## Tasks for this exercise:
A - List every holding of Germany named in the passage on imperial powers before World War I.
B - Carry on the passage on imperial powers before World War I from its final line.
## Begin Document excerpt
Britain was the most dominant imperial power prior to World War I. Britain had colonies in included Canada, India, Ceylon (modern-day Sri Lanka), Burma, Australia, New Zealand, Hong Kong, several Pacific and Caribbean Islands, South Africa, Rhodesia (modern-day Zimbabwe), Egypt and other parts of Africa by the late 1800s. Many of these were acquired with little difficulty. Others, like South Africa, took more time, effort and even bloodshed. This was because the Zulus, the indigenous tribe in parts of South Africa, and the Boers who were white farmers of Dutch origin, offered resistance. The main objective of British imperialism was to maintain and expand trade, import raw materials and to facilitate the sale of manufactured goods. Britain’s navy helped reinforce its imperial power.
France, Britain’s closest neighbour was also a super imperial power. French imperial colonies included Indochina (which included Vietnam, Laos and Cambodia), some Pacific Islands and several colonies in west and north-west Africa. Germany, too, was not left out of the fold as it had Shandong (a province of China), New Guinea, Samoa and other Pacific Islands, and several colonies in central and south-west Africa. South America and the Philippines was part of the Spanish Empire. Spain’s power had significantly decreased by the early 20th century. Empires closer to home included Russia, Austria-Hungary, and the Ottoman Empire. Finland, Poland and several central Asian regions were ruled by Russia. Russia had attempted to expand its imperial reach further into Korea and northern China but it was a disaster as they got into a war against Japan in 1904-5. The U.S. was also engaged in a form of imperialism by the end of the 1800s. Here is a list of the more significant imperial powers of the early 1900s:
Global Empires by 1914
Here is a further discussion of European countries and their imperialist expansion:
The British Empire
Included South Africa, Australia, New Zealand, Canada, India, Hong Kong, and regions in North Africa, islands in the Pacific and Caribbean and parts of China.
## End Document excerpt
## Begin Dataset extract
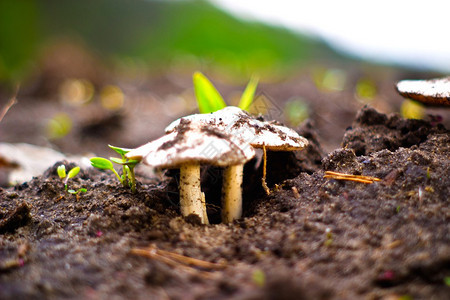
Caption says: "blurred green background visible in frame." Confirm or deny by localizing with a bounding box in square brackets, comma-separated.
[0, 0, 337, 84]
## End Dataset extract
## Final answers:
A -
- Shandong (a province of China)
- New Guinea
- Samoa
- Other Pacific Islands
- Several colonies in central and south-west Africa

B -
Had Finland, Estonia, Poland and Latvia, Georgia, Lithuania, Ukraine and several regions in central Asia like Kazakhstan. Russia also had colonial interests in East Asia.
France had conquered colonies in modern-day Vietnam, Laos and Cambodia (Indochina), areas of West Africa and India, small concessions in South America, and islands in the Caribbean and the Pacific.
Germans had taken control of Tanganyika (modern-day Tanzania), Namibia, Cameroon and German New Guinea in Africa, some Pacific islands and an important concession in Shandong.
It did not possess any colonies outside Europe but had an empire nonetheless, presiding over several different regions including ethnic groups. Among its regions were Bohemia, Moravia, Transylvania, Silesia, Galicia the Tyrol and Bosnia and Herzegovina after 1908.
The Spanish once possessed a large empire that included the Philippines, Cuba and large areas of South America, but by 1914 the Spanish were left with only tiny colonial territories in the Americas and north-west Africa.
The United States
American colonialists were relative newcomers to imperialism, but by 1914 had gained control of American Samoa, the Philippines, Guam, Puerto Rico and several islands in the Pacific. Though, both Alaska and the Hawaiian Islands were later absorbed into the United States, they might be considered colonial acquisitions.
The Ottoman Empire
This empire was at one time considered as largest empire in the world, taking in Eastern Europe, the Middle East and much of northern Africa. It had shrunk significantly by 1914, however, but retained the heart of its old empire: modern-day Turkey, Egypt, Syria, Palestine, Armenia and Macedonia.
Portugal was a small imperial power in 1914 and ruled modern-day Angola and Mozambique in Africa, Goa in India, and East Timor in Indonesia.
One of the smaller nations in Europe, it still had colonies in Africa such as Belgian Congo, as well as a small concession in China.
South America, Dutch Guyana in Africa, Batavia, or modern-day Indonesia in Asia, and the Pacific were all part of Dutch colonies.
Italy, by 1914, had annexed modern-day Libya, Somalia and Eritrea in Africa. It also held a small concession in China.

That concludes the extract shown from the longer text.